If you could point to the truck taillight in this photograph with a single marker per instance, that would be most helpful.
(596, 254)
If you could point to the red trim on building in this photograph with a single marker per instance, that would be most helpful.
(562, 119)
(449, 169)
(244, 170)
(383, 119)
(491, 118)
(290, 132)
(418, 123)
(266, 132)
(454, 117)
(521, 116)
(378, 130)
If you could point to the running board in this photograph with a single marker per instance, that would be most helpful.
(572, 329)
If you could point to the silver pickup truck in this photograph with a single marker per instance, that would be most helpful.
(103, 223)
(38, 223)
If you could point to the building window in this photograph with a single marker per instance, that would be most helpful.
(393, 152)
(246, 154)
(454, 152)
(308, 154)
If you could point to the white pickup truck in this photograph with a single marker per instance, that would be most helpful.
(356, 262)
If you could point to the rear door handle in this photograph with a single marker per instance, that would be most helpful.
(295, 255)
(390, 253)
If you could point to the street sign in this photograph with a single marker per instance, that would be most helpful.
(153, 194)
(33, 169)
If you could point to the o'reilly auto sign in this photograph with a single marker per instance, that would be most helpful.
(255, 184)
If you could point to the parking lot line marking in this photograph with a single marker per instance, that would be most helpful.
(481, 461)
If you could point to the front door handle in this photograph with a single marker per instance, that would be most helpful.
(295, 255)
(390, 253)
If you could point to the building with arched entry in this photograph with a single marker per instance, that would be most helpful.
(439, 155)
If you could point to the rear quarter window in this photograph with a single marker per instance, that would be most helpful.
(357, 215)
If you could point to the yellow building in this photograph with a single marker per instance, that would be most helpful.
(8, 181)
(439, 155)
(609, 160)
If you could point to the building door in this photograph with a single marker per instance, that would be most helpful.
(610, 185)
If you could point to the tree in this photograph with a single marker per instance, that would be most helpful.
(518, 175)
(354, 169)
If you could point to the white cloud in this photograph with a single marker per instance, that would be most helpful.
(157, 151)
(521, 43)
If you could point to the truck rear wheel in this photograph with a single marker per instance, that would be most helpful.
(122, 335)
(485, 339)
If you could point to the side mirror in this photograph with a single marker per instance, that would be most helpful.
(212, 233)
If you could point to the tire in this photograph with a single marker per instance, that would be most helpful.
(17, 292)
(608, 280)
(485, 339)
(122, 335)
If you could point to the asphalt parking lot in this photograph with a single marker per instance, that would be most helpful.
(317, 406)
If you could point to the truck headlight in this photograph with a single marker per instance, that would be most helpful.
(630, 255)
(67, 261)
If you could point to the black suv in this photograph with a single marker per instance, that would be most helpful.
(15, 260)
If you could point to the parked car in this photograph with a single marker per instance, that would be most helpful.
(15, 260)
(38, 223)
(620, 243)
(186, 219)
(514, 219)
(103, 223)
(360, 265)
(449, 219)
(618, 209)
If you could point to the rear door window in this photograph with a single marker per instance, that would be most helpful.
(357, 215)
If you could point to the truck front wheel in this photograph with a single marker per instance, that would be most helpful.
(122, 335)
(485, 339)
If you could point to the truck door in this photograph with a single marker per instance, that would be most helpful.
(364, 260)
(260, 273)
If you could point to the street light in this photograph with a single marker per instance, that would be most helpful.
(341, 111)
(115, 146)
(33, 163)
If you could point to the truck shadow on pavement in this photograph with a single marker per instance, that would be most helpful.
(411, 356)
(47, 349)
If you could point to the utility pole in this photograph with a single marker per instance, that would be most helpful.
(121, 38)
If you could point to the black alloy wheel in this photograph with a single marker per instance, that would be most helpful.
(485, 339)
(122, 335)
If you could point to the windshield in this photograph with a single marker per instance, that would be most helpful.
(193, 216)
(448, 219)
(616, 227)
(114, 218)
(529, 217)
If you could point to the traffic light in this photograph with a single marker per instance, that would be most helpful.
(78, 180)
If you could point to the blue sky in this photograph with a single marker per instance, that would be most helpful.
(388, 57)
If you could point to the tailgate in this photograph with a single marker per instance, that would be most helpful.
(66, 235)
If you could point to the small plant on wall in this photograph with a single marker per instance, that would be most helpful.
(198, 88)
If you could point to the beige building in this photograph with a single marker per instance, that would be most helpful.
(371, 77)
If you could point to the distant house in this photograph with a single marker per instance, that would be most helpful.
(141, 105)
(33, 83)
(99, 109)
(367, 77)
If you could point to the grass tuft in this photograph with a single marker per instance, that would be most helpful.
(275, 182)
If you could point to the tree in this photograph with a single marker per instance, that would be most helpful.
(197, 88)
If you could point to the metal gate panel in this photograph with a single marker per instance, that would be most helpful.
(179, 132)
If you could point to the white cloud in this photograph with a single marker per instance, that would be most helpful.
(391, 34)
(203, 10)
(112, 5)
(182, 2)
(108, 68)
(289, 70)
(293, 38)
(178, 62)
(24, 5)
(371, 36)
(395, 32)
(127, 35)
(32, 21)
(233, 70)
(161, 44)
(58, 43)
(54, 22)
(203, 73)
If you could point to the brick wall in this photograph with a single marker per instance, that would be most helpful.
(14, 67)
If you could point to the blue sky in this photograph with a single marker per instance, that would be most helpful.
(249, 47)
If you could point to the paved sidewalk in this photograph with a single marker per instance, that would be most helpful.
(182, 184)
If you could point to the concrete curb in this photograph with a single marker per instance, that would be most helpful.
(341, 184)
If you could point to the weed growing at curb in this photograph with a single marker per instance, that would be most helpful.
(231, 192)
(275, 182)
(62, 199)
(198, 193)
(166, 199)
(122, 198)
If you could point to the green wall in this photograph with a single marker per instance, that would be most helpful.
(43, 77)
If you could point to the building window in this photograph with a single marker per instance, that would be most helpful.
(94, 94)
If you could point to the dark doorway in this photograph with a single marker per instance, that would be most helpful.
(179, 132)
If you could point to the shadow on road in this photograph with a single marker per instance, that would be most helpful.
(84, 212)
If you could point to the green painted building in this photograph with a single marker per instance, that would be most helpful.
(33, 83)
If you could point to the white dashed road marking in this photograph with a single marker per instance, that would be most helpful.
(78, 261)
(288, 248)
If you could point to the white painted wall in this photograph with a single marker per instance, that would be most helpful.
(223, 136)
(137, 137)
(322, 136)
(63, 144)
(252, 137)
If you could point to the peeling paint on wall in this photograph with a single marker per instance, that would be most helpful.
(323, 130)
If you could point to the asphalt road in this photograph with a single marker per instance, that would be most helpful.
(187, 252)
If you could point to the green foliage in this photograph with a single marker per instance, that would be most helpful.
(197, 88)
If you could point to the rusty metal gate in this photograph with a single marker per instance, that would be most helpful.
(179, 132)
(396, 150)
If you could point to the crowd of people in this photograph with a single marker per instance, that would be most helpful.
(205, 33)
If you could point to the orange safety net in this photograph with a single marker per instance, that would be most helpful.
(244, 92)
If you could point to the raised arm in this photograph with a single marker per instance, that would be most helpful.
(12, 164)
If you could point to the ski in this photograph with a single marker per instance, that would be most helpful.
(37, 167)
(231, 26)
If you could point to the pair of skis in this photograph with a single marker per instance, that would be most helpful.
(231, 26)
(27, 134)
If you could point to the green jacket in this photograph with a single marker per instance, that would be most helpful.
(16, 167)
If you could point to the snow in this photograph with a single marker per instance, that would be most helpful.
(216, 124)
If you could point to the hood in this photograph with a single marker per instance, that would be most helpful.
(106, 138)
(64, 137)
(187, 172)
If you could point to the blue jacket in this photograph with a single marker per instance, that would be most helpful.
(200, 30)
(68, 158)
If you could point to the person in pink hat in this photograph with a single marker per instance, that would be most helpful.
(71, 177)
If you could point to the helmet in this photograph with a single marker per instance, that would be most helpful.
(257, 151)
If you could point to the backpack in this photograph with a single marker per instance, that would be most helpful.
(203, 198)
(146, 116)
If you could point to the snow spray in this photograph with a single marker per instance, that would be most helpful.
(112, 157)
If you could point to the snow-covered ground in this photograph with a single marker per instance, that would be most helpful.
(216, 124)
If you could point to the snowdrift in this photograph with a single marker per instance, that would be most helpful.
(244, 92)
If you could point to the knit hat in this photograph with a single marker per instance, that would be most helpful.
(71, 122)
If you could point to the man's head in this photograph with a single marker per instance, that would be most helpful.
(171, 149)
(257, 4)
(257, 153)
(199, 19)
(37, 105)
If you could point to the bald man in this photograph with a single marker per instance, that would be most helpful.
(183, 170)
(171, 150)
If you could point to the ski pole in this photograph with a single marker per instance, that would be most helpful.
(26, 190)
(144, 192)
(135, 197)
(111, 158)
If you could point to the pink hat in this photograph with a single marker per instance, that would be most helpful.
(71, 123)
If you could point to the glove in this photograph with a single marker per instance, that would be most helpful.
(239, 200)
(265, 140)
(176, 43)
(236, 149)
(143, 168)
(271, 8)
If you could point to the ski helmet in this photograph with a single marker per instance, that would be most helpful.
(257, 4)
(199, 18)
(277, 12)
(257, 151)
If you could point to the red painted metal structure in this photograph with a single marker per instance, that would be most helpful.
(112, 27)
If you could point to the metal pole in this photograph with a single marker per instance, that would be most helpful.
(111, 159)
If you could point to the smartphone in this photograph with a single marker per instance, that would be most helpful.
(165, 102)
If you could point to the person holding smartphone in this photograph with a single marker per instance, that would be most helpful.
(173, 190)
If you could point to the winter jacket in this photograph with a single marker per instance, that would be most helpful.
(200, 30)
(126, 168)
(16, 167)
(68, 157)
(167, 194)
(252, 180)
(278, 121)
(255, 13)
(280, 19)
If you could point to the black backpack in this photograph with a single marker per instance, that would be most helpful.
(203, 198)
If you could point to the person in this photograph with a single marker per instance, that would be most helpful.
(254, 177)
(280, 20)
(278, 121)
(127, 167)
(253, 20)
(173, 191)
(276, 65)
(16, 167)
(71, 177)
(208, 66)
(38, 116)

** Given instruction **
Starting with the line that contains "If you could point to the winter", print each line through the last one in the listing. Include both end lines and add nothing.

** Solution for this problem **
If you could point to the winter jacket in this photograph with a single marker per instance, that would be most helpful.
(200, 30)
(126, 168)
(16, 167)
(68, 157)
(167, 194)
(252, 180)
(278, 121)
(255, 13)
(280, 19)
If you could point to the black backpack in this photograph with a single marker per instance, that would be most helpful.
(203, 198)
If you could point to the person in this photograph with a single marker per instance, that would be most helpful.
(254, 177)
(280, 20)
(278, 121)
(127, 167)
(253, 20)
(173, 191)
(276, 65)
(16, 167)
(71, 177)
(208, 66)
(38, 116)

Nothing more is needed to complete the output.